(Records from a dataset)

------------------------

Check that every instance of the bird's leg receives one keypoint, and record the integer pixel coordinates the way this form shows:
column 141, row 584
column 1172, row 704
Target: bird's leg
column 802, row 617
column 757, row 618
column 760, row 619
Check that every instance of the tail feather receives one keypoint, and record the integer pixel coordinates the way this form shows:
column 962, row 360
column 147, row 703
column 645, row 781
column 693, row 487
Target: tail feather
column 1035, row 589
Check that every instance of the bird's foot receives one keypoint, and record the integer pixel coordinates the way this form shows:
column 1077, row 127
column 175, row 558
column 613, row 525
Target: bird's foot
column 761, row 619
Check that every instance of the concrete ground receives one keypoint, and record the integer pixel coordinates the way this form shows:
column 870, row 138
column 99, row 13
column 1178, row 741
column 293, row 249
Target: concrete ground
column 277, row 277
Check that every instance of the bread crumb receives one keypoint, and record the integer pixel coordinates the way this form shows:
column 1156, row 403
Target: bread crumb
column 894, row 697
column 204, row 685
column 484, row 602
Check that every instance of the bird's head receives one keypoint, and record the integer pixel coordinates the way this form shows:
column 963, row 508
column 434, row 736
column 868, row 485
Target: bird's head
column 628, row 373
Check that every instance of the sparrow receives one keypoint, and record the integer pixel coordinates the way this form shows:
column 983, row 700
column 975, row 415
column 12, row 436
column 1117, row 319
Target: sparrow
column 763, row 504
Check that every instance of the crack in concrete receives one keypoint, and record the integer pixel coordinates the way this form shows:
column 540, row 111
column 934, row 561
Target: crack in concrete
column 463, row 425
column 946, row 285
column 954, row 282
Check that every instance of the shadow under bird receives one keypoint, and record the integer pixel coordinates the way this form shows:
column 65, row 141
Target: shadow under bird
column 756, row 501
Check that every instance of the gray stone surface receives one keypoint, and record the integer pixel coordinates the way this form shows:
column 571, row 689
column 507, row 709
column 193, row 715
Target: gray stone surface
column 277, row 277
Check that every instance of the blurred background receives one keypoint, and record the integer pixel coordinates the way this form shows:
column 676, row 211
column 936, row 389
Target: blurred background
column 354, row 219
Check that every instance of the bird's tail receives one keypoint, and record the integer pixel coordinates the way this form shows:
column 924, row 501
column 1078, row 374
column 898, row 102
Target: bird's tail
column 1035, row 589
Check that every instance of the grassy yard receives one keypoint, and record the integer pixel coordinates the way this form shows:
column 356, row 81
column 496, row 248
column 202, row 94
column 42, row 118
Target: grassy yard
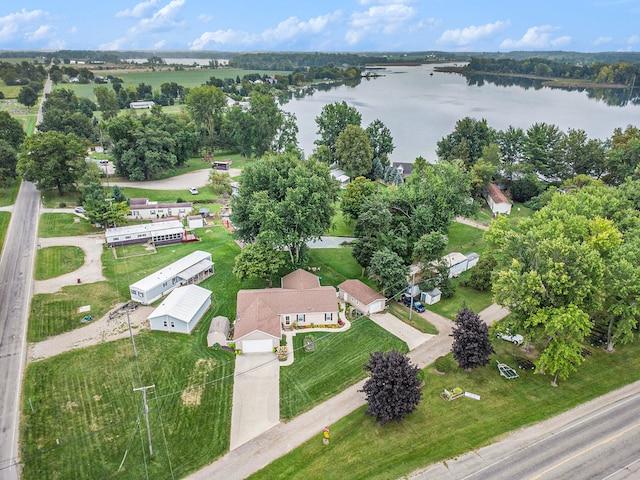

------------------------

◆ INSTRUCTIONS TO FOLLOW
Every entry must be transcribed exactly. Pictures do not belong in the copy.

◆ RESULT FOR THIS TASK
Check that every instance of the bird's leg receives one keypoint, and record the integer pixel coordinates the way this form shows:
column 141, row 584
column 1172, row 704
Target: bird's leg
column 802, row 617
column 757, row 618
column 760, row 619
Check that every instance of the tail feather receives one keypoint, and record the integer pixel coordinates the way this form shows:
column 962, row 360
column 147, row 703
column 645, row 781
column 693, row 487
Target: tail feather
column 1035, row 589
Check that every instance of the bird's foot receives one keypoint, and record the integer pixel coordinates the way this form shows:
column 1077, row 127
column 175, row 558
column 613, row 525
Target: bird's foot
column 761, row 619
Check that every instance of the concrete ground receives one keypoint, and record the integer pixel coordinates the way this form shows:
column 870, row 138
column 99, row 13
column 1178, row 741
column 293, row 249
Target: concrete ground
column 277, row 277
Check that every instance of the bread crumb receives one keypoint, and record the integer pixel coordinates the way this form shows:
column 1156, row 403
Target: bread crumb
column 894, row 697
column 204, row 685
column 484, row 602
Check that every instance of the bird's head receives one keypoint, and record the integer pixel coordinates the way this form shows:
column 963, row 508
column 434, row 736
column 868, row 485
Target: bird's head
column 628, row 373
Check that every instance of the sparrow receives one keypoint, and record the integer pixel coordinates the way this form shows:
column 983, row 700
column 975, row 415
column 12, row 436
column 1117, row 319
Target: sparrow
column 763, row 504
Check that every instance of the crack in concrete receives one keypoint, and record the integer pixel coordinates the way this form shows:
column 540, row 111
column 934, row 561
Target: crack in concrete
column 463, row 425
column 946, row 285
column 954, row 282
Check that every instance of the shadow under bird receives one keypoint, and record the integer pixel coordinates the way this form shows:
column 65, row 141
Target: shadow under bird
column 756, row 501
Check that every instance of the gray stone surface receives one keypoint, and record the integer pixel coordinates the way this form shows:
column 571, row 689
column 507, row 709
column 193, row 715
Target: gray stone surface
column 277, row 277
Check that every instance of the blurred background receives one keypoint, and record the integer pixel coordinates the way this form shows:
column 676, row 211
column 936, row 389
Target: blurred background
column 354, row 219
Check that every instance of the bird's tail receives one keypoint, and record the integer pixel coordinates the way this form shows:
column 924, row 501
column 1078, row 374
column 898, row 102
Target: bird's tail
column 1035, row 589
Check that every instance of the grassy yard receives one keypoint, and record the integer pixel coordinates the way this form shows:
column 356, row 81
column 496, row 248
column 202, row 94
column 42, row 118
Target: grassy yard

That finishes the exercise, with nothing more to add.